**Problem to solve:** Write out, character for character, the part of the rows that opens with the line containing "point: white bicycle" and closes with the line containing "Target: white bicycle helmet", including both of those lines. Leave the pictures out of your answer.

**Exercise input:**
"""
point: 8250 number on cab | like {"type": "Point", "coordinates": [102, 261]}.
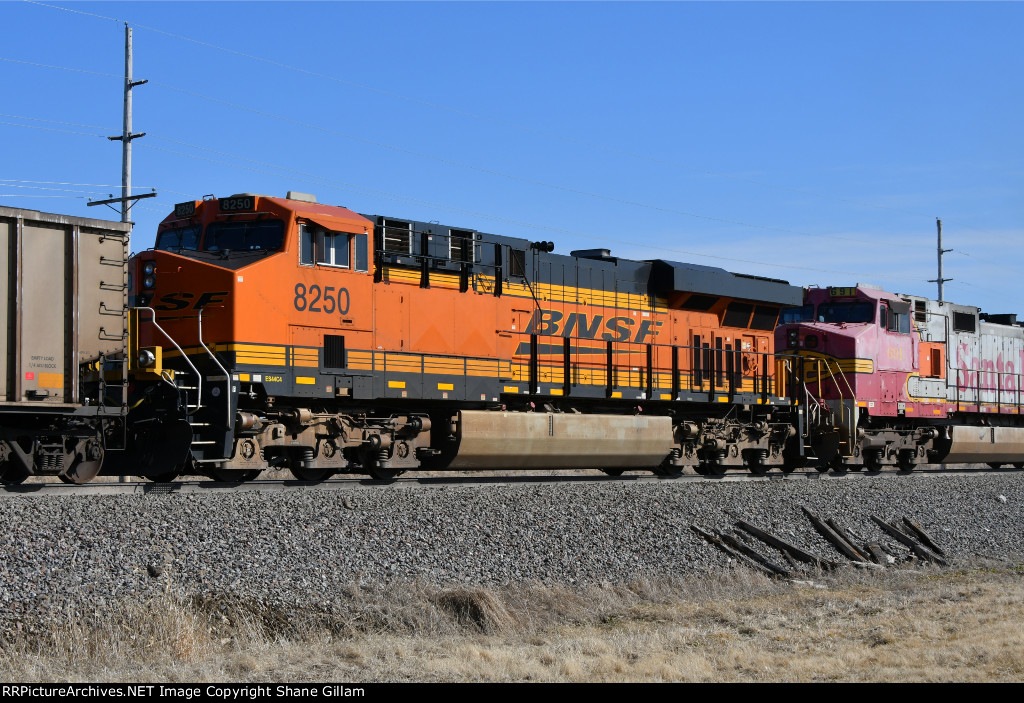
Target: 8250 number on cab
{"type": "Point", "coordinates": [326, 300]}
"""
"""
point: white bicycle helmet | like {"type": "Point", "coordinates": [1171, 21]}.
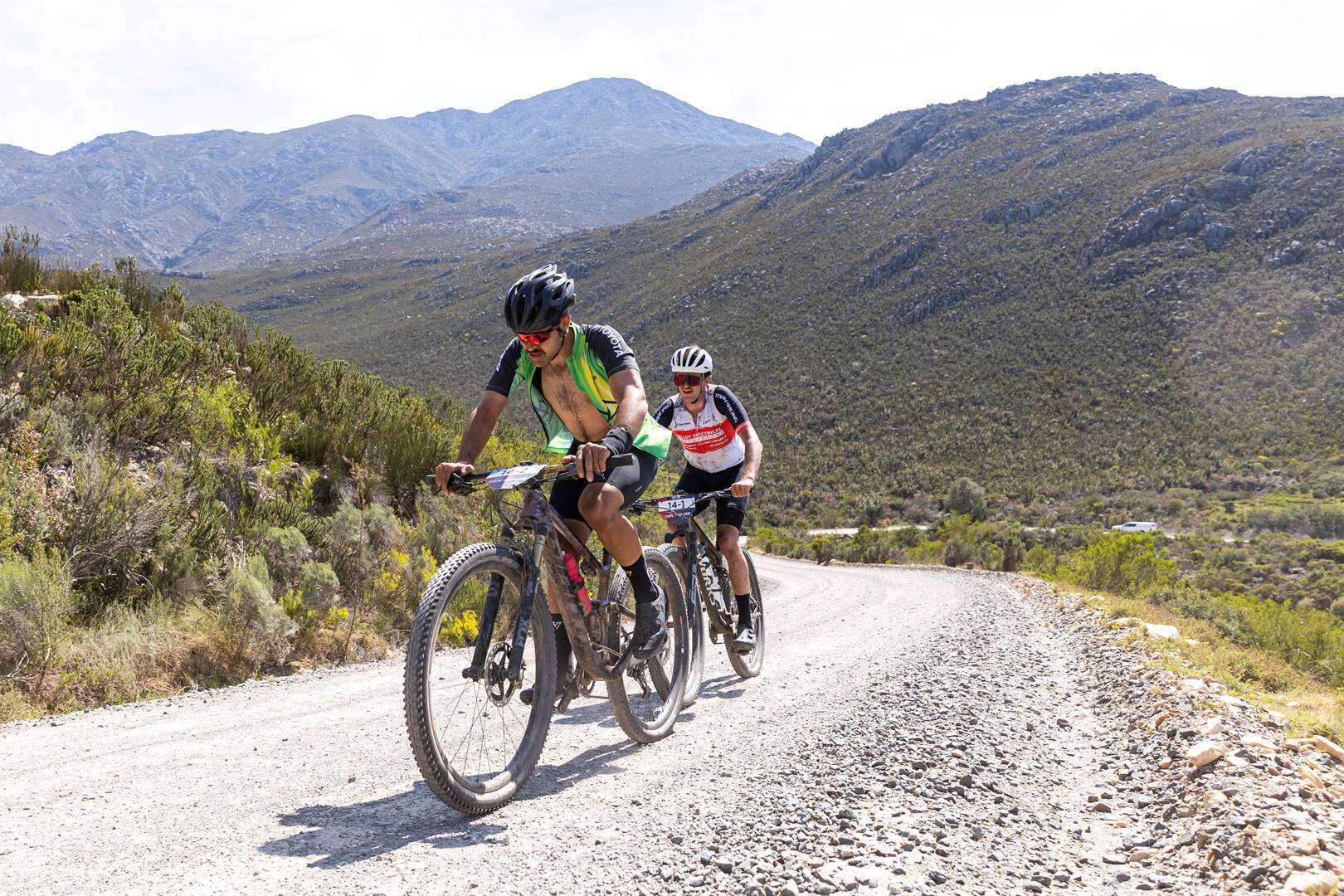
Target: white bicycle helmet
"""
**Answer to the exercise:**
point: white bicycle helmet | like {"type": "Point", "coordinates": [1171, 21]}.
Target: white bicycle helmet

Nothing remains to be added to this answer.